Material for this task =>
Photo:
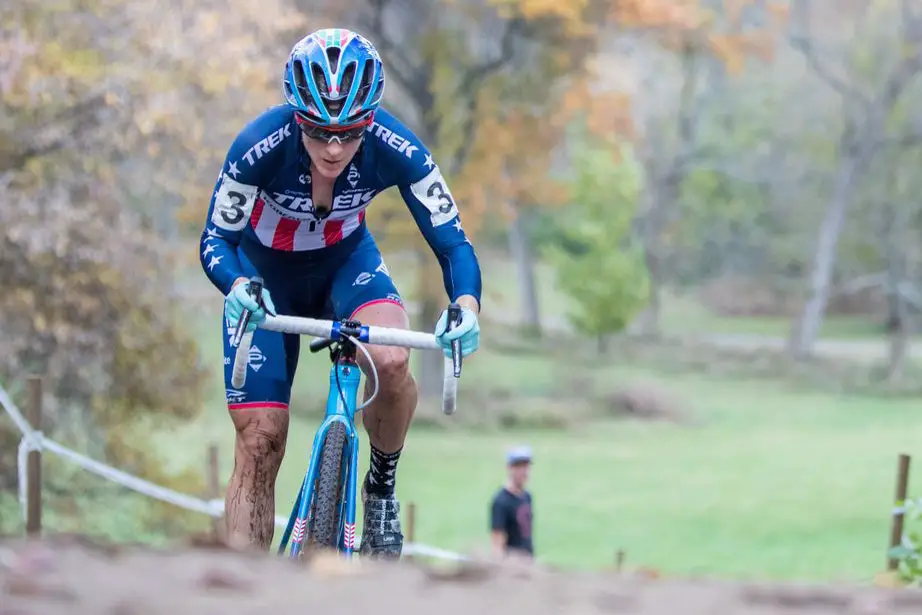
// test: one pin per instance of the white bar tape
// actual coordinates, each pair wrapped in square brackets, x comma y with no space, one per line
[242,360]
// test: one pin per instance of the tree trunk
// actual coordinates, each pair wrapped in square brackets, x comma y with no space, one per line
[899,339]
[807,326]
[431,302]
[520,248]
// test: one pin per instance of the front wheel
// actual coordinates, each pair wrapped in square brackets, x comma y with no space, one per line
[323,526]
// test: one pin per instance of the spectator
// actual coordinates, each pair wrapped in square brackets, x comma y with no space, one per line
[511,515]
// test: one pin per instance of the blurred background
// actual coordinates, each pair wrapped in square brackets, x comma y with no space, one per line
[699,223]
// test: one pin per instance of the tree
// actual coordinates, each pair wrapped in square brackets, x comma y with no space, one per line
[101,138]
[687,52]
[867,101]
[603,270]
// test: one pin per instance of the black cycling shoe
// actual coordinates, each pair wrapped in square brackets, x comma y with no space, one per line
[382,537]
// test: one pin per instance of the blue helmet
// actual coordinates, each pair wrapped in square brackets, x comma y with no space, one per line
[334,77]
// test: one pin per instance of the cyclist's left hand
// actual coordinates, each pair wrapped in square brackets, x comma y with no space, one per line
[468,331]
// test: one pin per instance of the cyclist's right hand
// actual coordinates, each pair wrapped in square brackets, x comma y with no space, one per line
[239,299]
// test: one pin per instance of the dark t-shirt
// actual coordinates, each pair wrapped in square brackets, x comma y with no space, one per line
[512,515]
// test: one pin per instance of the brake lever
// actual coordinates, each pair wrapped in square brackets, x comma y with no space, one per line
[255,290]
[454,318]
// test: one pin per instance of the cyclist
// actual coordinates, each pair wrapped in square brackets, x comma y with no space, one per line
[289,205]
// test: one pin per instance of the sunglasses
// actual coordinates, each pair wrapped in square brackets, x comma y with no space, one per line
[340,134]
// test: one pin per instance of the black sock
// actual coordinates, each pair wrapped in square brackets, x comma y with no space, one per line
[382,474]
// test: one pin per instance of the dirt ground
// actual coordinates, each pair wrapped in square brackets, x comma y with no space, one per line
[74,576]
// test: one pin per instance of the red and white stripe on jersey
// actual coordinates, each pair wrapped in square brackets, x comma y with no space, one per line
[292,235]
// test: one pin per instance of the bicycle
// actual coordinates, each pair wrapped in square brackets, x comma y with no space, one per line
[323,515]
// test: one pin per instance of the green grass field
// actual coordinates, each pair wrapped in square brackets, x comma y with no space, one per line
[766,483]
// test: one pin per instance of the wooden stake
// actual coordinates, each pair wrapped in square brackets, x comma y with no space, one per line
[411,524]
[34,462]
[902,486]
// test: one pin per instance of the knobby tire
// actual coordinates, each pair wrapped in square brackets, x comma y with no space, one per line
[323,525]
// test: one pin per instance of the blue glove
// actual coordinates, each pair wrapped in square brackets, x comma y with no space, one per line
[468,331]
[239,299]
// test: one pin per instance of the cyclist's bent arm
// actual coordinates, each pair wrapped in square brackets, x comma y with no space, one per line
[498,542]
[438,219]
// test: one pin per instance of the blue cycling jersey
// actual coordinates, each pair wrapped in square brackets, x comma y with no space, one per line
[263,195]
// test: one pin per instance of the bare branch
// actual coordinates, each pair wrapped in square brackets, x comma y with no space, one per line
[412,77]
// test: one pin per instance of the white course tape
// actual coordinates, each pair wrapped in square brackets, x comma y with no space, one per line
[35,441]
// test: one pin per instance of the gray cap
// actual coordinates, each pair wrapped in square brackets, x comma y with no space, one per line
[518,454]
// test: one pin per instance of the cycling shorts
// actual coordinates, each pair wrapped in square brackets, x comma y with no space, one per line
[335,283]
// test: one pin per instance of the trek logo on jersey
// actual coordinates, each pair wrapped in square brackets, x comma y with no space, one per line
[295,203]
[353,201]
[267,145]
[393,139]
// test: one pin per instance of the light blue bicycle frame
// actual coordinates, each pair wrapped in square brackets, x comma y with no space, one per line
[341,407]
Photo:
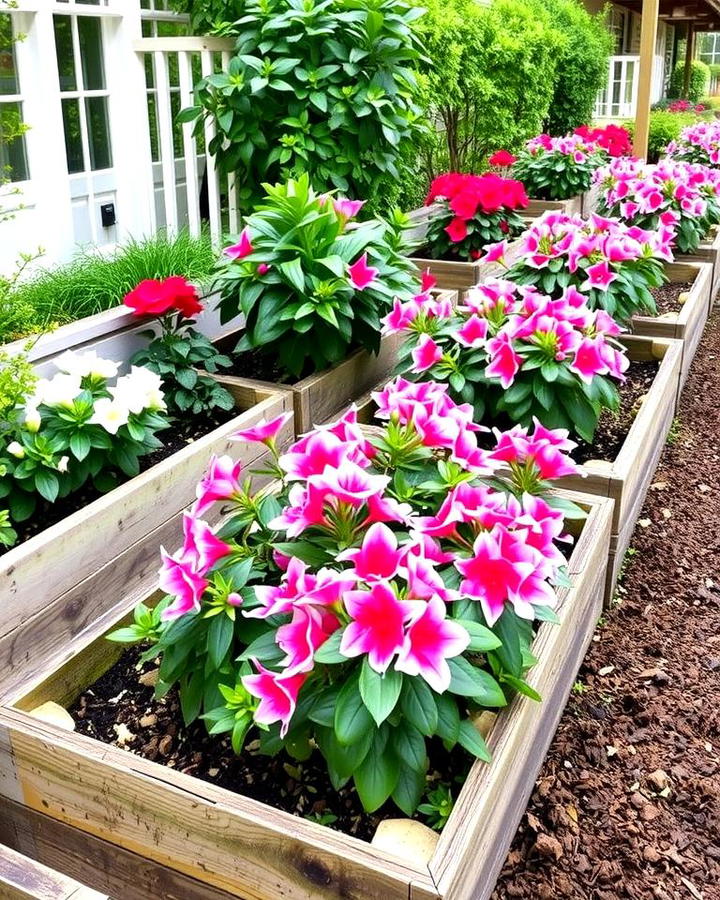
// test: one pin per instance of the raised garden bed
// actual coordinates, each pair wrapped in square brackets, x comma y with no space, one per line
[211,834]
[110,547]
[708,251]
[692,284]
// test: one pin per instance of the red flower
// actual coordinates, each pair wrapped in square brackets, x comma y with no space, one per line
[154,298]
[502,158]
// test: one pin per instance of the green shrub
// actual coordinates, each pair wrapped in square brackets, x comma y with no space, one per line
[488,78]
[324,88]
[581,63]
[90,283]
[699,81]
[664,127]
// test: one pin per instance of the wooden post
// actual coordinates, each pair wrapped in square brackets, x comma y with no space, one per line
[689,54]
[648,37]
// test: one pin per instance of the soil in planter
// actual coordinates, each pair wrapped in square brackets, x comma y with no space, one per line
[174,438]
[613,427]
[627,805]
[667,296]
[119,709]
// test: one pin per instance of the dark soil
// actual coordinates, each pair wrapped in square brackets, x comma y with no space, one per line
[156,731]
[613,427]
[666,296]
[174,438]
[627,805]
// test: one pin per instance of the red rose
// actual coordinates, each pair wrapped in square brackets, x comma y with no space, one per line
[502,158]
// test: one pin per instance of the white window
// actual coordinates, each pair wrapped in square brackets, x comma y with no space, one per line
[13,156]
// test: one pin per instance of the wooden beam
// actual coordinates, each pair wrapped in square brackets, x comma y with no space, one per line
[648,38]
[689,54]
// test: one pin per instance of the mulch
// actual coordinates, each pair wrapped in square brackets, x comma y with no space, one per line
[627,804]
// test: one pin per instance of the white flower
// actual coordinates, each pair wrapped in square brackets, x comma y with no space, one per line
[60,390]
[88,363]
[32,419]
[110,414]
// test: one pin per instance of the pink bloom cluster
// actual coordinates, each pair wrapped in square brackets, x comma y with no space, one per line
[601,244]
[699,143]
[509,323]
[666,192]
[389,588]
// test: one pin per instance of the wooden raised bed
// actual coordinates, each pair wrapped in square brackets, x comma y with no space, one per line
[111,546]
[688,323]
[319,397]
[709,252]
[128,806]
[21,877]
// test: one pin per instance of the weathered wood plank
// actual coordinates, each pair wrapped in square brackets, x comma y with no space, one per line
[474,843]
[21,877]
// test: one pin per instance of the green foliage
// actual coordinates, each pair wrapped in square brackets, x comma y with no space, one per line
[699,81]
[322,87]
[488,78]
[92,283]
[304,310]
[581,63]
[664,127]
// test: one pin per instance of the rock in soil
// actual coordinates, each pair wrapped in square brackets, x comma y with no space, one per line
[648,823]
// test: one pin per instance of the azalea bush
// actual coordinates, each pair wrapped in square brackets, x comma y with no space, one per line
[311,288]
[374,600]
[471,211]
[677,195]
[697,143]
[78,426]
[180,353]
[558,168]
[323,88]
[514,353]
[615,265]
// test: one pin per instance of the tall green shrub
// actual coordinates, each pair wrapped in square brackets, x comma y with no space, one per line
[581,63]
[699,81]
[319,86]
[488,77]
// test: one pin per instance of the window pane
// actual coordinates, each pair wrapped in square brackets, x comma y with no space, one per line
[98,133]
[73,139]
[8,67]
[64,50]
[13,161]
[91,53]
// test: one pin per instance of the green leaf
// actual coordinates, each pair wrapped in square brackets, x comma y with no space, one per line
[469,681]
[352,718]
[219,638]
[471,739]
[379,693]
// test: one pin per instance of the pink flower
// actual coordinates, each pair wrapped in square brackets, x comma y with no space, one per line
[378,624]
[430,641]
[426,354]
[221,482]
[278,694]
[494,252]
[505,362]
[264,432]
[178,578]
[378,557]
[347,209]
[300,638]
[361,274]
[243,247]
[201,546]
[473,332]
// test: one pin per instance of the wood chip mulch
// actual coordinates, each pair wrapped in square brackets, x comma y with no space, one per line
[627,804]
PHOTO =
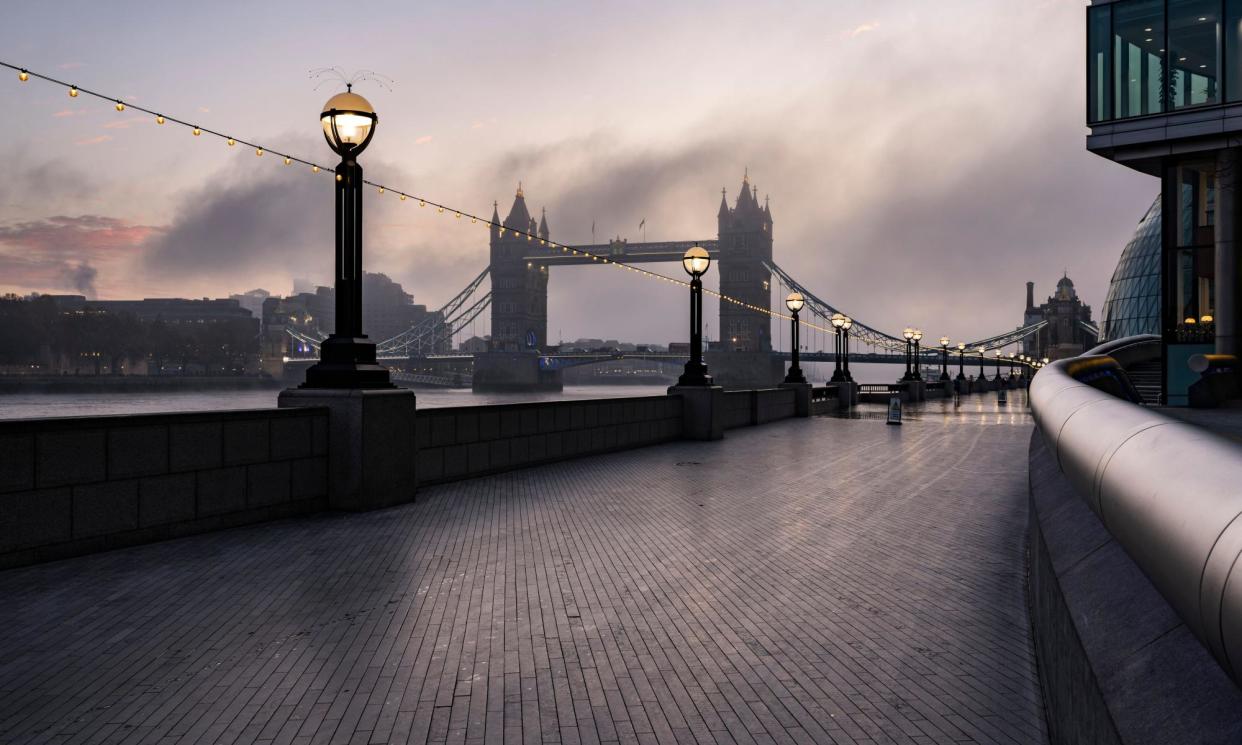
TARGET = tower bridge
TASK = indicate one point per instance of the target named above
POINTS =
(521, 355)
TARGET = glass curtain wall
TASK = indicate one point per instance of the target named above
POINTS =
(1154, 56)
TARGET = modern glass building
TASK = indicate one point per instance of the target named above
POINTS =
(1164, 97)
(1133, 302)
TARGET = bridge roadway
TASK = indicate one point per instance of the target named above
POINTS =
(806, 581)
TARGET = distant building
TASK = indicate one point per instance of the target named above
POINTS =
(1067, 317)
(252, 301)
(1133, 302)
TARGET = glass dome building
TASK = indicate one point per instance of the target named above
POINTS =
(1133, 302)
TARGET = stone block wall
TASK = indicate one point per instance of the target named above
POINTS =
(75, 486)
(467, 441)
(745, 409)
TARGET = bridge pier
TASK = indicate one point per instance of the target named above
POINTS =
(502, 371)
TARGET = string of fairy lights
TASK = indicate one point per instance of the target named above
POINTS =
(25, 75)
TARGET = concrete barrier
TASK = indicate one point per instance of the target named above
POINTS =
(1165, 491)
(76, 486)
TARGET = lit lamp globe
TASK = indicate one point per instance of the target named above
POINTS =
(696, 261)
(348, 123)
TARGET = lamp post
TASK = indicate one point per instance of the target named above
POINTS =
(837, 320)
(845, 347)
(909, 335)
(918, 337)
(696, 262)
(795, 302)
(347, 358)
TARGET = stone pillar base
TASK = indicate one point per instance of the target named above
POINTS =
(371, 447)
(801, 397)
(702, 410)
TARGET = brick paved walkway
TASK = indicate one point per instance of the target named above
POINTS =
(806, 581)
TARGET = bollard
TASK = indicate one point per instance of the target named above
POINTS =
(894, 411)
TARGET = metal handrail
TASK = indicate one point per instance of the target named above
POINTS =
(1166, 492)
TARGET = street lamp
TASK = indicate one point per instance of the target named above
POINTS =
(696, 262)
(918, 337)
(909, 335)
(795, 302)
(347, 358)
(838, 322)
(845, 347)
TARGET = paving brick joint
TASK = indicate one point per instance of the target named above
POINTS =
(816, 580)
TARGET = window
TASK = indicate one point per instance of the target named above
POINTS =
(1192, 298)
(1138, 57)
(1232, 40)
(1099, 67)
(1194, 60)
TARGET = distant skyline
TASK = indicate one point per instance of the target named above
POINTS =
(923, 163)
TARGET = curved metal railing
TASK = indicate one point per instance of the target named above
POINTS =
(1166, 491)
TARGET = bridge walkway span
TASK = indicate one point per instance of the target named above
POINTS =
(811, 580)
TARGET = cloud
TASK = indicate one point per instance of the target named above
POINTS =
(861, 29)
(65, 252)
(81, 277)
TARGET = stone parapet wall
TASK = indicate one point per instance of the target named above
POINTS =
(76, 486)
(467, 441)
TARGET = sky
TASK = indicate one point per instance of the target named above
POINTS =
(924, 160)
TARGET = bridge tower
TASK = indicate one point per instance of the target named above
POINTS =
(519, 288)
(745, 241)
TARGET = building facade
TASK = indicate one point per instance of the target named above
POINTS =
(1133, 303)
(1067, 332)
(1164, 97)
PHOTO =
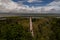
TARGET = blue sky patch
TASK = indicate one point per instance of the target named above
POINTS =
(43, 3)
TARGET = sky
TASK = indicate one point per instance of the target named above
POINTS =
(30, 6)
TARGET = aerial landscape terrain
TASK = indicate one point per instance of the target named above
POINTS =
(17, 28)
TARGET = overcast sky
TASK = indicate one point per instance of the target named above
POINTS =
(30, 6)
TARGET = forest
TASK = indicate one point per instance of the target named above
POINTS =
(17, 28)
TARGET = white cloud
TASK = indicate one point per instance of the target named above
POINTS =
(10, 6)
(30, 1)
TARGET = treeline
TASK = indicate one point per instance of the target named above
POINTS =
(16, 28)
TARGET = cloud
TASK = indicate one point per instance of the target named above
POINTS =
(10, 6)
(30, 1)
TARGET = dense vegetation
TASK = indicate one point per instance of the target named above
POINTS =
(16, 28)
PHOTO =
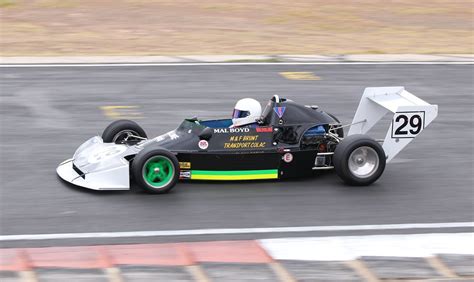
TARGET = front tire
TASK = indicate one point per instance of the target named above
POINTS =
(122, 131)
(359, 160)
(155, 170)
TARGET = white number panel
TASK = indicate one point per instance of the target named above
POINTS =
(408, 124)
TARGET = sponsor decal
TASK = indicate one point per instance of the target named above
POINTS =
(184, 165)
(106, 153)
(234, 174)
(244, 142)
(264, 129)
(280, 111)
(203, 144)
(288, 157)
(172, 135)
(232, 130)
(185, 175)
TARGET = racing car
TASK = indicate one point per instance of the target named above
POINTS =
(286, 140)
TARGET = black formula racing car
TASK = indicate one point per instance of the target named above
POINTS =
(290, 140)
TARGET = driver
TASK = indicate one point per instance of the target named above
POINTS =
(246, 113)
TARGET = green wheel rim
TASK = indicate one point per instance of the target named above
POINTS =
(158, 171)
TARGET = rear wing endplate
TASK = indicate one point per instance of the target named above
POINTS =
(411, 115)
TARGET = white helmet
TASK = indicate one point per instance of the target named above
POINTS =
(246, 111)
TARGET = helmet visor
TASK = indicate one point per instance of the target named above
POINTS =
(240, 114)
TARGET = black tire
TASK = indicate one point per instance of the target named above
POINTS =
(141, 163)
(339, 131)
(117, 131)
(351, 167)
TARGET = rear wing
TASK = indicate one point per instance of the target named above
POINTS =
(411, 116)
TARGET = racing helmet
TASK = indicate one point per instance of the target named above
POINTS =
(246, 111)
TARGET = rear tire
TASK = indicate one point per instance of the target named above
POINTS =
(155, 170)
(118, 131)
(359, 160)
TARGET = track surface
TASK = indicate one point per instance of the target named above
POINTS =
(46, 113)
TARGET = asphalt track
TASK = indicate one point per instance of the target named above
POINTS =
(46, 113)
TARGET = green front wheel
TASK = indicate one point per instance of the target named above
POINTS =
(156, 170)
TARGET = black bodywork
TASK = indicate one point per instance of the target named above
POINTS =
(284, 144)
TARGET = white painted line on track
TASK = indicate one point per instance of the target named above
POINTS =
(228, 231)
(225, 64)
(343, 248)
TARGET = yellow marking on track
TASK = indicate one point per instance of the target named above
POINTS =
(300, 75)
(121, 112)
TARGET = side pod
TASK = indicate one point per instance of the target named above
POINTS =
(411, 115)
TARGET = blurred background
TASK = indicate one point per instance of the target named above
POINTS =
(149, 61)
(162, 27)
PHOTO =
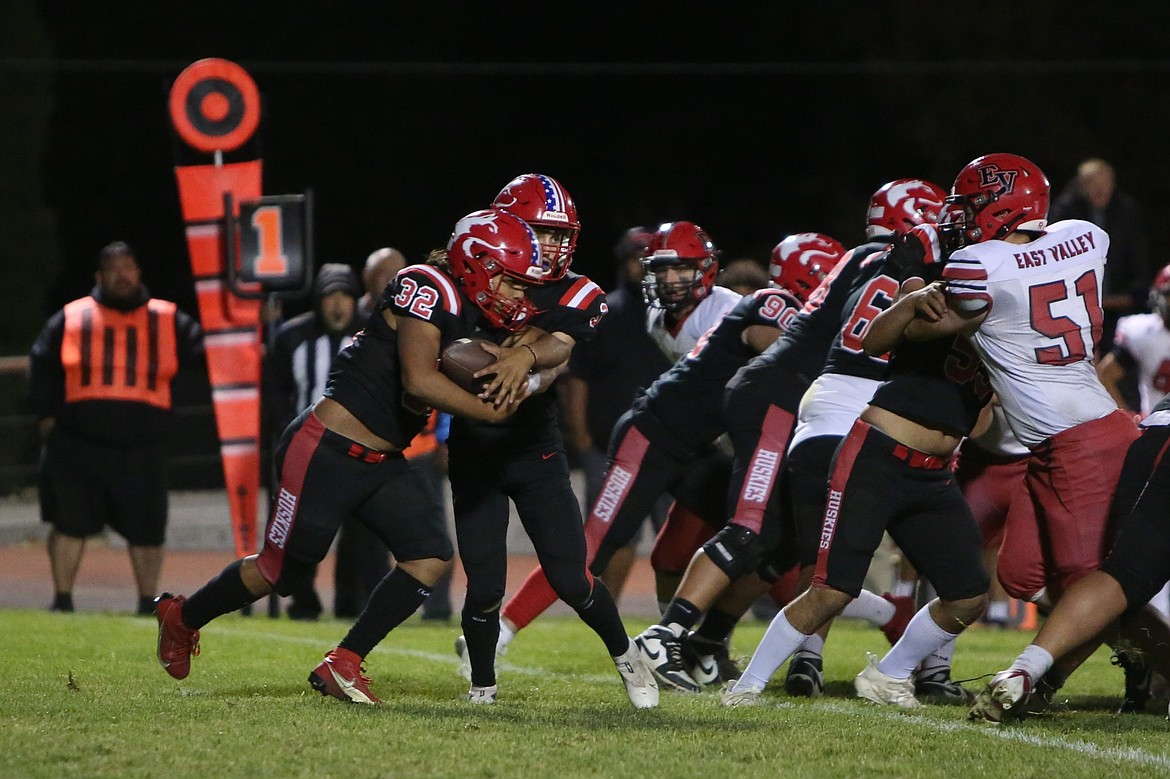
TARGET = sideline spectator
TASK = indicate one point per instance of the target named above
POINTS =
(100, 378)
(1093, 195)
(604, 376)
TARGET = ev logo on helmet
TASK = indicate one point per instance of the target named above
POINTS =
(990, 176)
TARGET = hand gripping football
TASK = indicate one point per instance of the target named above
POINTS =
(462, 358)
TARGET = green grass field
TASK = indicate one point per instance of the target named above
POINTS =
(85, 697)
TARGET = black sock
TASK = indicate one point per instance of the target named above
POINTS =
(397, 597)
(600, 613)
(681, 611)
(716, 626)
(222, 594)
(481, 631)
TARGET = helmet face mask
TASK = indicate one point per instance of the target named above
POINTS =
(802, 261)
(484, 248)
(999, 194)
(673, 285)
(902, 204)
(680, 267)
(546, 207)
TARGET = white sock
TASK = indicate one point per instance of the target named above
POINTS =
(938, 659)
(871, 606)
(1034, 661)
(779, 642)
(814, 645)
(506, 636)
(922, 636)
(628, 654)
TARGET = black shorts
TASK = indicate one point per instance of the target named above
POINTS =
(809, 467)
(87, 485)
(1140, 559)
(878, 485)
(644, 463)
(759, 433)
(325, 477)
(482, 482)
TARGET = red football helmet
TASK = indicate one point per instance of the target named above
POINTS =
(802, 260)
(902, 204)
(490, 243)
(1158, 293)
(549, 209)
(686, 253)
(999, 194)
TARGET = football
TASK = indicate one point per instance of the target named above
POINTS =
(462, 358)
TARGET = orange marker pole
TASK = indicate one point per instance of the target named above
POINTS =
(215, 108)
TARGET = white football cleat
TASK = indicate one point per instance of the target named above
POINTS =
(482, 695)
(745, 696)
(880, 688)
(1005, 696)
(637, 676)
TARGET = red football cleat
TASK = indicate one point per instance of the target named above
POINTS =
(176, 641)
(339, 675)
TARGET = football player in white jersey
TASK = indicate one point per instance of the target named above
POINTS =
(679, 287)
(1142, 345)
(1029, 296)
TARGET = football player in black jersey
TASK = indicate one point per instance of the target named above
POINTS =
(344, 455)
(656, 445)
(892, 473)
(761, 406)
(833, 402)
(523, 460)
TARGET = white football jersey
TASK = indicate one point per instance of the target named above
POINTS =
(998, 439)
(1146, 339)
(708, 314)
(1044, 318)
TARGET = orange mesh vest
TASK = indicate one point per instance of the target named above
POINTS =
(110, 354)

Work to be completed =>
Report how many lines in the listing above hold the string "distant", giving the number and no other words.

Exercise solution =>
2